Copy out the records below with "instance" switched to "patch" and nothing else changed. Leave the pictures out of your copy.

####################

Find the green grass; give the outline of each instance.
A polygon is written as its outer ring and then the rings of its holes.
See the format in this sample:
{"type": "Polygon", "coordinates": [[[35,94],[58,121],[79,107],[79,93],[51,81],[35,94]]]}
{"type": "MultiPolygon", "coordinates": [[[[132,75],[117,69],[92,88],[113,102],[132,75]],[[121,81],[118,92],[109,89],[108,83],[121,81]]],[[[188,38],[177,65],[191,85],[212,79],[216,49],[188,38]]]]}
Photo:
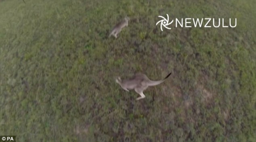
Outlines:
{"type": "Polygon", "coordinates": [[[0,2],[0,134],[19,142],[256,141],[254,0],[0,2]],[[172,28],[159,15],[237,18],[172,28]],[[118,38],[107,38],[128,15],[118,38]],[[115,78],[164,83],[145,99],[115,78]]]}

####################

_Task output_.
Find the green grass; give the outline of each patch.
A polygon is written as its outer ring and then the rings of its holes.
See the format in this sample:
{"type": "Polygon", "coordinates": [[[35,94],[58,121],[79,107],[79,93],[51,81],[35,94]]]}
{"type": "MultiPolygon", "coordinates": [[[[132,75],[117,69],[92,88],[113,102],[132,75]],[[121,81],[118,92],[109,89],[108,83],[121,81]]],[[[188,38],[177,65],[191,85],[212,79],[216,49],[188,38]]]]}
Photo:
Outlines:
{"type": "Polygon", "coordinates": [[[0,2],[0,134],[19,142],[256,141],[254,0],[0,2]],[[172,28],[159,15],[237,18],[172,28]],[[118,38],[107,38],[128,15],[118,38]],[[115,78],[164,83],[145,99],[115,78]]]}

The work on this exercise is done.